→ Supplied text:
The Exploration of the Gyeongju Historic Area
– UNESCO World Heritage: Intangible Cultural Heritage of Humanity, Taekkyeon
– Date: September 15(Sat) ~ September 16(Sun). 2018
– Location: Gyeongju, Andong
1) Gyeongju National Museum
2) Daereungwon Tomb Complex
3) Cheonmachong Tomb
4) Cheomseongdae Observatory
5) Donggung Palace and Wolji Pond
6) Hahoe Mask Museum
7) Andong Hahoe Village
8) Hahoe Mask Dance Drama Performance – Hahoe Byeolsingut Tanori
|08:20 ~ 13:00||∙ Seoul → Gyeongju|
|13:00 ~ 14:00||∙ Lunch at Ipungnyeo GuroSsambap (Set Menu with Leaf Wraps and Rice)|
|14:00 ~ 14:30||∙ Restaurant → Gyeongju National Museum|
|14:30 ~ 15:40||∙ Exhibition tour (Outdoor Exhibition: Divine Bell of King Seongdeok, Silla History Gallery)|
|15:40 ~ 16:20||∙ Site of preservation treatment tour|
|16:20 ~ 16:30||∙ Gyeongju National Museum → Daereungwon Tomb Complex|
|16:30 ~ 17:10||∙ Daereungwon Tomb Complex, Cheonmachong Tomb tour|
|17:10 ~ 17:40||∙ Daereungwon Tomb Complex → Restaurant|
|17:40 ~ 19:00||∙ Dinner at Youngnam Sikyuk Sikdang (Grilled Hanwoo/Handon, Korean beef and pork)|
|19:00 ~ 19:30||∙ Restaurant → Cheomseongdae Observatory|
|19:30 ~ 20:30||∙ Cheomseongdae Observatory, Donggung Palace and Wolji Pond tour|
|21:00||∙ Check in at The K Hotel, Gyeongju|
|07:30 ~ 08:50||∙ Hotel breakfast and check-out|
|09:00 ~ 11:00||∙ Hotel → Andong|
|11:00 ~ 12:00||∙ Hahoe Mask making and Hahoe Mask Museum tour|
|12:00 ~ 12:05||∙ Hahoe Mask Museum Restaurant|
|12:05 ~ 13:00||∙ Lunch at Hahoe Mokseokwon Garden (Andong Jjimdak, braised chicken)|
|13:00 ~ 13:05||∙ Restaurant → Andong Hahoe Village|
|13:05 ~ 14:00||∙ Andong Hahoe Village tour|
|14:00 ~ 15:00||∙ Hahoe Mask Dance Drama Performance – Hahoe Byeolsingut Tallori|
|15:00 ~ 18:30||∙ Andong → Seoul|
UNESCO WORLD HERITAGE PROGRAM BOOKLET
PURPOSE OF THE PROGRAM
To feel the thousand years of history and culture of Silla in affiliation with the Gyeongju National Museum and Gyeongju Historic Area.
To visit Andong Hahoe Village, a representative historical village in Korea, to enhance understanding of Korean culture through the experience of Korean traditional culture combined with Confucianism
The Gyeongju National Museum (국립경주박물관)

→ Material:

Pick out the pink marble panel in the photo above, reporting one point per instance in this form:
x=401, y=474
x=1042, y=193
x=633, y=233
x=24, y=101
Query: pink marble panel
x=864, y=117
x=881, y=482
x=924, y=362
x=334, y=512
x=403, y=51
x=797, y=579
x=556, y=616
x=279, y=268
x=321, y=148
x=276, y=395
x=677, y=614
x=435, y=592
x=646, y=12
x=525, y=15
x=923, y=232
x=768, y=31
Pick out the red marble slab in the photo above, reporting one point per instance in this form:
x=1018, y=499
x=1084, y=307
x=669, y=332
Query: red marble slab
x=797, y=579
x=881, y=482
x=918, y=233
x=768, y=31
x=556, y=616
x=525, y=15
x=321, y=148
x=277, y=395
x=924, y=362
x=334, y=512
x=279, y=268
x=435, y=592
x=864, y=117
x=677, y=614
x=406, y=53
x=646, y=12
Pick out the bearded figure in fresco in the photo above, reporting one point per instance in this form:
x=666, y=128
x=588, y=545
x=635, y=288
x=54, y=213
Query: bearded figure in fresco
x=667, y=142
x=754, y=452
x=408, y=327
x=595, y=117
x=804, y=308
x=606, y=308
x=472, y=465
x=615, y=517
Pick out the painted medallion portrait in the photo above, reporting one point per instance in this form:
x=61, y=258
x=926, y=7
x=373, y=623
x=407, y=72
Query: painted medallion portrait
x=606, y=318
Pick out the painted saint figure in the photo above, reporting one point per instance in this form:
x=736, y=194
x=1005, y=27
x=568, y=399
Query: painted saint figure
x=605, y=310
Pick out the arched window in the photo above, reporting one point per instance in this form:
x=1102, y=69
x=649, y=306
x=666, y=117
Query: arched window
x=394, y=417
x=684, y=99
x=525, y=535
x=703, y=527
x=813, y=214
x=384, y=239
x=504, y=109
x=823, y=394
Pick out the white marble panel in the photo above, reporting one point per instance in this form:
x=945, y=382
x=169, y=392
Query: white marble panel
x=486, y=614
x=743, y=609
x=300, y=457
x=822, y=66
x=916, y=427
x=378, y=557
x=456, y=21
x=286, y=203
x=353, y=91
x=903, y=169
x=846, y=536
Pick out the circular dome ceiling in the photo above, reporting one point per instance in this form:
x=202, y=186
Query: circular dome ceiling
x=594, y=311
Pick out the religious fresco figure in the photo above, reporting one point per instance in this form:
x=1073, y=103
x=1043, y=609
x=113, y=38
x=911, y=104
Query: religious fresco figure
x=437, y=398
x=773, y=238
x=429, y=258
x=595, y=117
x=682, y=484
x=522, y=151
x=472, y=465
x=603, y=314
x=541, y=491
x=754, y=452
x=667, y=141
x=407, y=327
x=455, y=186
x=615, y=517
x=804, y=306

--

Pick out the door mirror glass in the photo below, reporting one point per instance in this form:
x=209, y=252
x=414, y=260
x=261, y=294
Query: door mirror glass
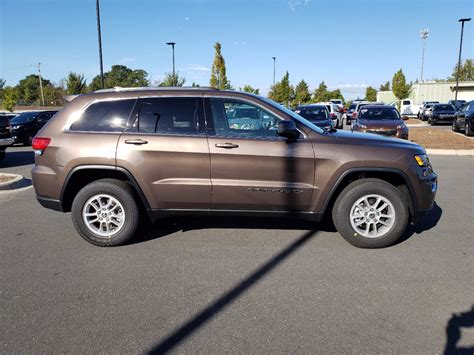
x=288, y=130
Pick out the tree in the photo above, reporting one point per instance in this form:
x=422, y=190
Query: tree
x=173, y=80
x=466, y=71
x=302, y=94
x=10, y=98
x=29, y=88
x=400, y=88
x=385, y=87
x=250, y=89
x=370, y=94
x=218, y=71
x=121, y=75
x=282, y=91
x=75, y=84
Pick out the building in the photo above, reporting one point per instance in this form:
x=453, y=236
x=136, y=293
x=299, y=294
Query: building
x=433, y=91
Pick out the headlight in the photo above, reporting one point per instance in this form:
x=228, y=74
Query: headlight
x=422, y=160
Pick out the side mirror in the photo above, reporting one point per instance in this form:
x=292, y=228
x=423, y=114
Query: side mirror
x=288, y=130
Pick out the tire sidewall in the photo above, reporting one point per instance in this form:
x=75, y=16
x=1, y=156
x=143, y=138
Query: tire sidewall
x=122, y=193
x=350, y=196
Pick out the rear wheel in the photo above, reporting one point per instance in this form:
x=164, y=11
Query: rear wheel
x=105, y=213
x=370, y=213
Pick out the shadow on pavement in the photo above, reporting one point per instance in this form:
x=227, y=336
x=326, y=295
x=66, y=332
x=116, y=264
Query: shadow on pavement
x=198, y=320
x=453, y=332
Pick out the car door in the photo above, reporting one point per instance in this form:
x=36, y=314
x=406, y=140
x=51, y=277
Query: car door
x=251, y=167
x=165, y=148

→ Task description: Copy the Gyeongju itinerary word for word, starting at "To visit Andong" and ending at "National Museum (국립경주박물관)". None of the material is needed here.

→ Result for this task:
To visit Andong Hahoe Village, a representative historical village in Korea, to enhance understanding of Korean culture through the experience of Korean traditional culture combined with Confucianism
The Gyeongju National Museum (국립경주박물관)